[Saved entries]

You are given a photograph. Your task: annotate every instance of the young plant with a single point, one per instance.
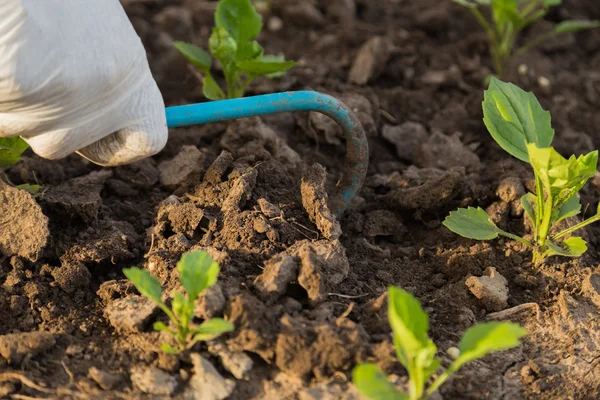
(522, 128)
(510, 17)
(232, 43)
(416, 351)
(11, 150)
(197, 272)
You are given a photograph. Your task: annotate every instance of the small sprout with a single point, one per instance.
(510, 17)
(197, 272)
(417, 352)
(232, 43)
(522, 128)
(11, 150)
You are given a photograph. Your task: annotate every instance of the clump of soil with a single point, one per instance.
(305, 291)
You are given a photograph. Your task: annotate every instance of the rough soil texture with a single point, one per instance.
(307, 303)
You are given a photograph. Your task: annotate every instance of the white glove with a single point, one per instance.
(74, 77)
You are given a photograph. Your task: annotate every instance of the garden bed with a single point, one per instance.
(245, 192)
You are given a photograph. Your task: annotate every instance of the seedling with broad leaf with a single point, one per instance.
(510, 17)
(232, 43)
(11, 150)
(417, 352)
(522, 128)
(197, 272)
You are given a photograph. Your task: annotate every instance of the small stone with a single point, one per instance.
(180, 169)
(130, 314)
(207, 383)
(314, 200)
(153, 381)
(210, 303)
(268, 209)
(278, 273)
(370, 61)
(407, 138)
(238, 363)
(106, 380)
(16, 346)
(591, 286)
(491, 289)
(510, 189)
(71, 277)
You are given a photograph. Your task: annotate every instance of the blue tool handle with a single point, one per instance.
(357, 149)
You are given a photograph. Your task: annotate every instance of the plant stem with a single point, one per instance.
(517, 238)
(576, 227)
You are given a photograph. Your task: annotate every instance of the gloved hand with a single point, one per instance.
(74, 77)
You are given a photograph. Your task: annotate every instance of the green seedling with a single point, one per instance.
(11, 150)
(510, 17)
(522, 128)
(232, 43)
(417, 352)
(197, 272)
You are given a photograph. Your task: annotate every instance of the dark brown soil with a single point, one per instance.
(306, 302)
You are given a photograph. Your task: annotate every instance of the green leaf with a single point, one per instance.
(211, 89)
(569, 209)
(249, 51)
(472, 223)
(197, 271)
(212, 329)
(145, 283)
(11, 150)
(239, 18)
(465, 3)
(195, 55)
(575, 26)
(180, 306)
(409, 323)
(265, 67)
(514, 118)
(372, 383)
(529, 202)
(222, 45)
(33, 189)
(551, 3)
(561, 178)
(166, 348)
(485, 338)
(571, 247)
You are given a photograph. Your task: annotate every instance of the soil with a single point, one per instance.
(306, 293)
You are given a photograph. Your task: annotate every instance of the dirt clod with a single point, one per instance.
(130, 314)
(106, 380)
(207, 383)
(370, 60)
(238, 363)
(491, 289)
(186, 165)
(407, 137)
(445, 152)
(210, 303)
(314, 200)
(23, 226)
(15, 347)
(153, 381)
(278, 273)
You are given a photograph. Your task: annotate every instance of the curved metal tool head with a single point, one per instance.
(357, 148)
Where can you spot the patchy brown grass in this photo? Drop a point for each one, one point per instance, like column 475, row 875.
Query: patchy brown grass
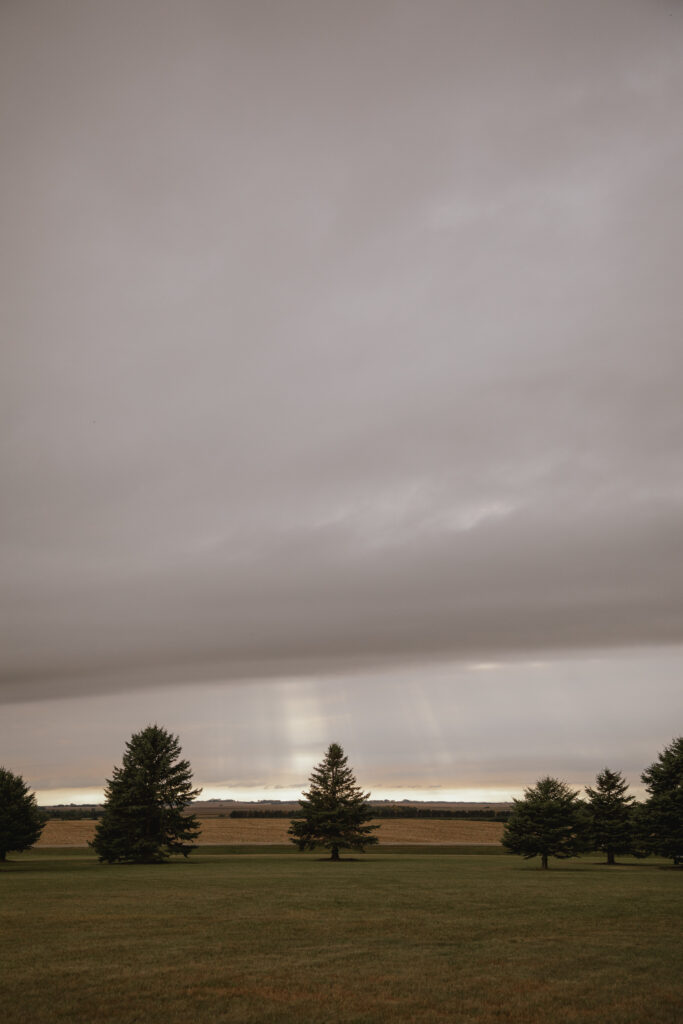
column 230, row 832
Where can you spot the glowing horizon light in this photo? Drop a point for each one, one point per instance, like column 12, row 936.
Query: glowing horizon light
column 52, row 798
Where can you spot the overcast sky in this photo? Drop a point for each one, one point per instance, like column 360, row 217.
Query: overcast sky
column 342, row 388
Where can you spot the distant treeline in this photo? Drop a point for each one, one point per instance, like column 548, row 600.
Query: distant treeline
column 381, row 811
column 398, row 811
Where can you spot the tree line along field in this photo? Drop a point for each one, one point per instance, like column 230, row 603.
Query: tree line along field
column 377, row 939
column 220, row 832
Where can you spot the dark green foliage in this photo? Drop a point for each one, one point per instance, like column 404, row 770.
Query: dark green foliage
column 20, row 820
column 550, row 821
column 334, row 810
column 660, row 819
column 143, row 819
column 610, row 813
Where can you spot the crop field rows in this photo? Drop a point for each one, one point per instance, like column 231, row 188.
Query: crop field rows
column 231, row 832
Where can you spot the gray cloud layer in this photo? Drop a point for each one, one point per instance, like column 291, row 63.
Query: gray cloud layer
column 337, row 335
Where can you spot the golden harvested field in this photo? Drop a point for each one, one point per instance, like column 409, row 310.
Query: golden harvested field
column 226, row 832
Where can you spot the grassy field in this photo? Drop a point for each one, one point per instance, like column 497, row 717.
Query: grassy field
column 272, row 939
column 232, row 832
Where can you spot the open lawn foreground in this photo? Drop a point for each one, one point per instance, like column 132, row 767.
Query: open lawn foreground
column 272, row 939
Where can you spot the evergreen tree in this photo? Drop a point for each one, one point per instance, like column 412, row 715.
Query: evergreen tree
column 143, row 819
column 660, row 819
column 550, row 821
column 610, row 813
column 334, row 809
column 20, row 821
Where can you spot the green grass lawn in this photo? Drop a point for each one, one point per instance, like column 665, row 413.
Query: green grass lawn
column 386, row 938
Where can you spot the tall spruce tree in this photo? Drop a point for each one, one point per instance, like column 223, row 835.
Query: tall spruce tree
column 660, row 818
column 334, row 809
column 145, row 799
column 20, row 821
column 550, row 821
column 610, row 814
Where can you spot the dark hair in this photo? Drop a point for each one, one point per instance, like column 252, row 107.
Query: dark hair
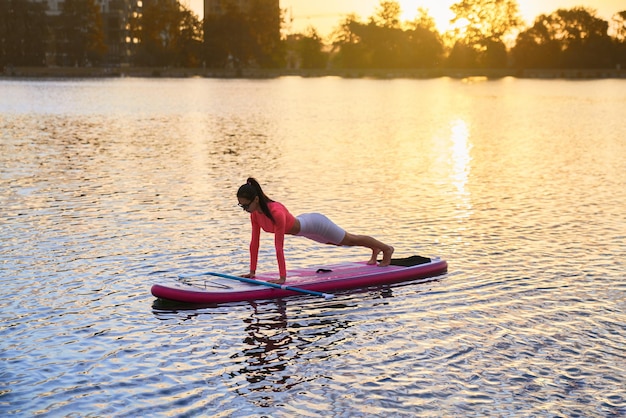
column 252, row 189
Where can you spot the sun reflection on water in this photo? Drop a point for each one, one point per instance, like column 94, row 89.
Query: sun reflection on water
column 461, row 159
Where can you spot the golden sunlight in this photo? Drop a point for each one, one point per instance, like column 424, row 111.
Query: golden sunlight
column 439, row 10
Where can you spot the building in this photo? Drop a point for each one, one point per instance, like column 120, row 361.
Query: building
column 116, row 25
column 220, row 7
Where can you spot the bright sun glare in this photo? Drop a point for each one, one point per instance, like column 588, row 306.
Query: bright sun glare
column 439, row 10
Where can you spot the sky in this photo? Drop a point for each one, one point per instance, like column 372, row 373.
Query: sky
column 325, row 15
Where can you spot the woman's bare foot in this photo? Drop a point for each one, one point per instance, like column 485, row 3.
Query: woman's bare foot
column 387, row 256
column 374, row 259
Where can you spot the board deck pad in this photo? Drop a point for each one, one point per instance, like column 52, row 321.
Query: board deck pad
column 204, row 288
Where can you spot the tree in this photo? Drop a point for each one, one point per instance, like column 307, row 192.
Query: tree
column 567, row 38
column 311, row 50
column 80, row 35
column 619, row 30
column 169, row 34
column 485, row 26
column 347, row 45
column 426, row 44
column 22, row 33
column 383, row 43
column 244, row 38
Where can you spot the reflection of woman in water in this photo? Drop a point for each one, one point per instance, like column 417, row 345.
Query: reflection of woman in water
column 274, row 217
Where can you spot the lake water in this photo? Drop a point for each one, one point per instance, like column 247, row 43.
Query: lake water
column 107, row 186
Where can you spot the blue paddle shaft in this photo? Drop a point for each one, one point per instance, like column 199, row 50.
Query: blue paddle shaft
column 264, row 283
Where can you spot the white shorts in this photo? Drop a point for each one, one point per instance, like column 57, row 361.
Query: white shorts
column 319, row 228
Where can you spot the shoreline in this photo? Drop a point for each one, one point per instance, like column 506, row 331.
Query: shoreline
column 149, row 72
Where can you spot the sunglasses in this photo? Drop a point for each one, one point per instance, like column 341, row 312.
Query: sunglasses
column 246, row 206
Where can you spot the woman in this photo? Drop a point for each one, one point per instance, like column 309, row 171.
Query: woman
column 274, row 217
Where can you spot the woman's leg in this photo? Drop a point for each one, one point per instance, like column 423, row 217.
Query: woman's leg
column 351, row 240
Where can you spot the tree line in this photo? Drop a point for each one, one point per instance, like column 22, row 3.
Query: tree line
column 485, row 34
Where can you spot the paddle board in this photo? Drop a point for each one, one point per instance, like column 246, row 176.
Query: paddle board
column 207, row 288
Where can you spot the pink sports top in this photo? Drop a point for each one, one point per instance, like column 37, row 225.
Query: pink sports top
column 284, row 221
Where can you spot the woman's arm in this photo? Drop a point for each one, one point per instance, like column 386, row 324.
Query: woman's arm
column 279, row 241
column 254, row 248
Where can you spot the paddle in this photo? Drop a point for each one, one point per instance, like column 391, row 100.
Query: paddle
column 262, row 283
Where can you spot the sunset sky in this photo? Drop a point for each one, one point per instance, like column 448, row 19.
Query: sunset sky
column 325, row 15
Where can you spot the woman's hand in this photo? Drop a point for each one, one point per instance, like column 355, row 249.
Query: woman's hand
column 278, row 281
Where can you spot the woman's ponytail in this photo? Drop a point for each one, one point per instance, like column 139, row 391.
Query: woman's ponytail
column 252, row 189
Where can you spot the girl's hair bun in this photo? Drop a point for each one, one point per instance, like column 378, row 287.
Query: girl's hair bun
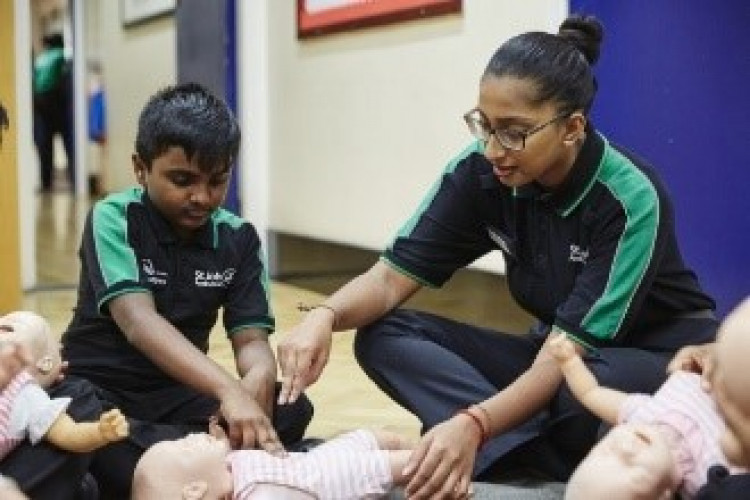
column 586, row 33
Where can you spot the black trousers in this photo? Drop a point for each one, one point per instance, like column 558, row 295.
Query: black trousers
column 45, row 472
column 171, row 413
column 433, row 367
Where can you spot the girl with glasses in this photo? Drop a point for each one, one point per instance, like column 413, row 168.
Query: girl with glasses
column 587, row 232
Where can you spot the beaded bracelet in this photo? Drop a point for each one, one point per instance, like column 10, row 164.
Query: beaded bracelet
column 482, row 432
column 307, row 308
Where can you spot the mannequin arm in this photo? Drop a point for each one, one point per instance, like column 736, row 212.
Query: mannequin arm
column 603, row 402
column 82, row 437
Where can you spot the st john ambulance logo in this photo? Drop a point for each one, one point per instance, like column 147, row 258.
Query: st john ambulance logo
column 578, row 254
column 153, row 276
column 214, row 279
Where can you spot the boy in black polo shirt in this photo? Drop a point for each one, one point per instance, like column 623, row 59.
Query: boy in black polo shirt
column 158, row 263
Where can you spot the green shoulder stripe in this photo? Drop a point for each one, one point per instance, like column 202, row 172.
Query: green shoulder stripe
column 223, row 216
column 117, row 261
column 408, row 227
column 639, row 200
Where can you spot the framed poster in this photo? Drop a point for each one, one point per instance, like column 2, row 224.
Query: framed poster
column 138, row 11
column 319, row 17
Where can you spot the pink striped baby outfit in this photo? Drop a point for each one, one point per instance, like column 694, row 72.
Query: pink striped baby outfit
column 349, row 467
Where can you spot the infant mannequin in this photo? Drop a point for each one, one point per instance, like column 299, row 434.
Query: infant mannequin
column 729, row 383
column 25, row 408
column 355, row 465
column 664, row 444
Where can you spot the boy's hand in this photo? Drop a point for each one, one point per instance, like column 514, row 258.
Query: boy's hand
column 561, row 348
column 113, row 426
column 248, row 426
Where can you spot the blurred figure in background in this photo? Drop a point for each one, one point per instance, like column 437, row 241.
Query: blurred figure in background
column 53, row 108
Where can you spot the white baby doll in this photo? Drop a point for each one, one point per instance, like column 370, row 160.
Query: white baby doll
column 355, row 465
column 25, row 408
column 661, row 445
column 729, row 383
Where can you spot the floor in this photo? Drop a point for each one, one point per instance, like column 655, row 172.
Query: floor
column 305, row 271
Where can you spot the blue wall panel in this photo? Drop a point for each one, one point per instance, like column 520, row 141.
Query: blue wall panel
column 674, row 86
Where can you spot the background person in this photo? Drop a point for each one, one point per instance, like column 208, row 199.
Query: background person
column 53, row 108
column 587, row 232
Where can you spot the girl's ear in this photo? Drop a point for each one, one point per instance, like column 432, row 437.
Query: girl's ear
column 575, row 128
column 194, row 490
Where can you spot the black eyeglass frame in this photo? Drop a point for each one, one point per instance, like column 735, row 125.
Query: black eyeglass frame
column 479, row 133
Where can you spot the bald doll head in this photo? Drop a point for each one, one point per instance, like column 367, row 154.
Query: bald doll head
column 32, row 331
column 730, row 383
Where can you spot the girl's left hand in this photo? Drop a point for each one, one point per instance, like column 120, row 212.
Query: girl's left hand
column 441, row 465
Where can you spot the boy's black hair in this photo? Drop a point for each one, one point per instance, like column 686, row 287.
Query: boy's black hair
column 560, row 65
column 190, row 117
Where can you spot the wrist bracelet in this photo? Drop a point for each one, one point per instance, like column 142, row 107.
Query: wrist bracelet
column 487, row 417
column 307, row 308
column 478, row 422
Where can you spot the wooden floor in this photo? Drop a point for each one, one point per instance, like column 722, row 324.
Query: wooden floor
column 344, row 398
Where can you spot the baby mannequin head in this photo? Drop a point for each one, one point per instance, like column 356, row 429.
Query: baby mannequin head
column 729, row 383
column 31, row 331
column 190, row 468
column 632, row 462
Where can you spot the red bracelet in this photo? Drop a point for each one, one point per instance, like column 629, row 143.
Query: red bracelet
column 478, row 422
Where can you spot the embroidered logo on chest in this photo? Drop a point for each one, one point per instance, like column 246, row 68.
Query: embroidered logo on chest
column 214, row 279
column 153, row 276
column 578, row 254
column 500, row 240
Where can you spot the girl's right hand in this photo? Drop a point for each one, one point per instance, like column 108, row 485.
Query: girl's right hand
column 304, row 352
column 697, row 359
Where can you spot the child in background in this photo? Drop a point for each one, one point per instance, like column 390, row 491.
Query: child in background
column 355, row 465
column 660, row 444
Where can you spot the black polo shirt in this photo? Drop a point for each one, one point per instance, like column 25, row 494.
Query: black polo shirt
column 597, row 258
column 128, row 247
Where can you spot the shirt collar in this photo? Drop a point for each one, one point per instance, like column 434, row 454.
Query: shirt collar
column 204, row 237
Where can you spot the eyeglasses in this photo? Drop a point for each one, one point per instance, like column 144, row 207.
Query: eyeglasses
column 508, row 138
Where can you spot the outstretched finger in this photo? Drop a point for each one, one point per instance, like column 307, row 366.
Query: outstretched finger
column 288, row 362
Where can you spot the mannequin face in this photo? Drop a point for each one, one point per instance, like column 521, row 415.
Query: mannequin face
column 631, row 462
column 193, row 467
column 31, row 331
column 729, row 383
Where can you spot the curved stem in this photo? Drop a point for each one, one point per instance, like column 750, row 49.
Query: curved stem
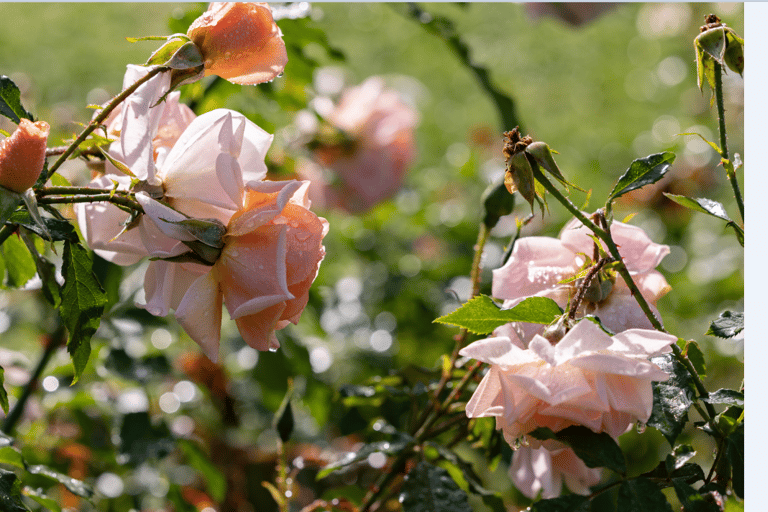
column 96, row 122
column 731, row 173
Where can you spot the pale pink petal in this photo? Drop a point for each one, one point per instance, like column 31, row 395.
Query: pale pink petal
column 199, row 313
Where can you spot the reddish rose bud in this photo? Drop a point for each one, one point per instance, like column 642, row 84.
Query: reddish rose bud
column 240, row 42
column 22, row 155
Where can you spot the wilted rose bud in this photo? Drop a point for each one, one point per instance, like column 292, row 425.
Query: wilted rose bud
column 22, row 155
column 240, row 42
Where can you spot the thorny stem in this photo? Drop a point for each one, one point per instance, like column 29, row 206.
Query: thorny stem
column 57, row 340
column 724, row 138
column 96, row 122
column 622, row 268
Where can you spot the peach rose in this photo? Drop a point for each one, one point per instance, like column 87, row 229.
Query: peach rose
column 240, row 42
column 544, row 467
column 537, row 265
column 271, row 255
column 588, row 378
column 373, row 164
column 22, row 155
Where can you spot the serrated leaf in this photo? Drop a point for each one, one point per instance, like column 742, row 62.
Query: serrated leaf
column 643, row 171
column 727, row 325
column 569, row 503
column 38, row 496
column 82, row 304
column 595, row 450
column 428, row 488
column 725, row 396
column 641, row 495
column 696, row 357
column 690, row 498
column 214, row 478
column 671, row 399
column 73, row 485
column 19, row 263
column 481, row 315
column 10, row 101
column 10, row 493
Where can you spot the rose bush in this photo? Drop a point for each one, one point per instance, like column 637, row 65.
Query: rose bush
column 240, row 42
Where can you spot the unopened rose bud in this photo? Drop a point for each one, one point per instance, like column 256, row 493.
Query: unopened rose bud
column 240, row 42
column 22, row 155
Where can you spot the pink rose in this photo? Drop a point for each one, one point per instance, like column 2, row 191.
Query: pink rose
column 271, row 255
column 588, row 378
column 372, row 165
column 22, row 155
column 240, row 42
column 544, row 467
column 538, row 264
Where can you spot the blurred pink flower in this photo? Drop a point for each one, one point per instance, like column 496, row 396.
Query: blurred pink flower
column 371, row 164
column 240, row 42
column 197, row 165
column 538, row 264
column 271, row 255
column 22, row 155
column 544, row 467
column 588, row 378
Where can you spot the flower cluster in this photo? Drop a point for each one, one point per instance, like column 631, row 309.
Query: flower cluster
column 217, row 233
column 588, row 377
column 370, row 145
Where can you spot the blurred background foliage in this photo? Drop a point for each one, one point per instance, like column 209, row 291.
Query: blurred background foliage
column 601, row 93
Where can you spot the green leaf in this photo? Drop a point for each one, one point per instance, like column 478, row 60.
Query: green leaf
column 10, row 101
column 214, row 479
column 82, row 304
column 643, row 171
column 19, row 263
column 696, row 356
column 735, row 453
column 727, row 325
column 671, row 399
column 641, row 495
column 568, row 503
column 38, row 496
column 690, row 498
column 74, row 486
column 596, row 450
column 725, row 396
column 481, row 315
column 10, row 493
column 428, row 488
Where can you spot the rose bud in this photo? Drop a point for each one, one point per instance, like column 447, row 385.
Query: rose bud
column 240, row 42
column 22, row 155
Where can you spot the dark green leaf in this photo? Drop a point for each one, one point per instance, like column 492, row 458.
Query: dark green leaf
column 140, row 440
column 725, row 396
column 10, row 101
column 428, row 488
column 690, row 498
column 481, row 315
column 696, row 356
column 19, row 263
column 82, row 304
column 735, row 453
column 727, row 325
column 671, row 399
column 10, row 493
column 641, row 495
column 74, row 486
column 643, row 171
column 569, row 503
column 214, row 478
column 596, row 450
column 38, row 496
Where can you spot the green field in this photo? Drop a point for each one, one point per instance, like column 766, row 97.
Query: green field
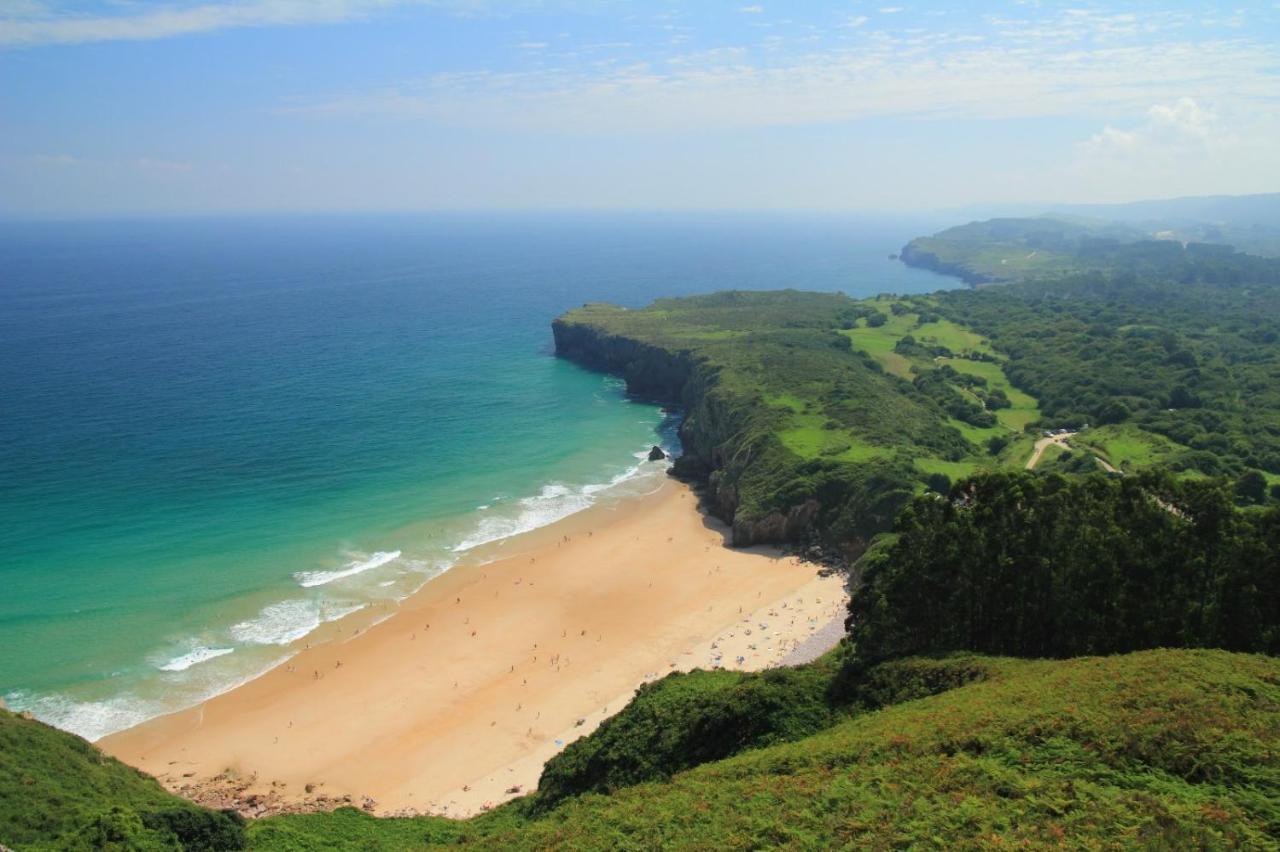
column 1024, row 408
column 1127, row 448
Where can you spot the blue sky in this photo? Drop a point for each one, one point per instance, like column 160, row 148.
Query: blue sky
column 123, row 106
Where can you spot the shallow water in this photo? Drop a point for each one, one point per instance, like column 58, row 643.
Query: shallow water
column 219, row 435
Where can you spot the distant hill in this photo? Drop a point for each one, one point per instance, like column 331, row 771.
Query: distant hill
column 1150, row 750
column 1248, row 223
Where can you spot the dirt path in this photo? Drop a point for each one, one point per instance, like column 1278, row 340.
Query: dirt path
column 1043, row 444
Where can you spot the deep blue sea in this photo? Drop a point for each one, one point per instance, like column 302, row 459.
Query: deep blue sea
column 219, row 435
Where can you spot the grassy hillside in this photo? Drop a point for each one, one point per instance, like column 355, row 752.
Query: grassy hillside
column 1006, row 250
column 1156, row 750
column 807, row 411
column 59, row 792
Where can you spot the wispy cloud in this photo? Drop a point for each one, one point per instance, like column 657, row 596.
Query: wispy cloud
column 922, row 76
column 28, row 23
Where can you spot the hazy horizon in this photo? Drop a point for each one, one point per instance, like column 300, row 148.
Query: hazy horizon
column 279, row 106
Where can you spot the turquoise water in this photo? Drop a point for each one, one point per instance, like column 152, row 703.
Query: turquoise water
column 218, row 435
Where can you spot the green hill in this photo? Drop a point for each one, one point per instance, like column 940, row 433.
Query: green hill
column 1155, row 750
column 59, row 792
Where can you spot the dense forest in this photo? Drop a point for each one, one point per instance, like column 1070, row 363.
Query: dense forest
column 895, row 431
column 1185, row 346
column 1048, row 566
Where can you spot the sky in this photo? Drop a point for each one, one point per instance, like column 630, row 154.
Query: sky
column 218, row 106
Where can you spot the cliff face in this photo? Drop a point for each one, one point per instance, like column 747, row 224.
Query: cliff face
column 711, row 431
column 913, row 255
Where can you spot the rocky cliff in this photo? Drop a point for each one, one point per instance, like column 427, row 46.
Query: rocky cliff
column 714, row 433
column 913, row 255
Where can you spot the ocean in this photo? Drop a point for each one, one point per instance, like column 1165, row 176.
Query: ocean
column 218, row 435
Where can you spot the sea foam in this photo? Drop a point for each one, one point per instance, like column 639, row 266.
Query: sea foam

> Work task
The required output is each line of the entries that contains the word "foam".

> Result of the exercise
Where can you spot the sea foam in this photo? Drop a point for each one, one point per instance, like column 639, row 266.
Query: sea foam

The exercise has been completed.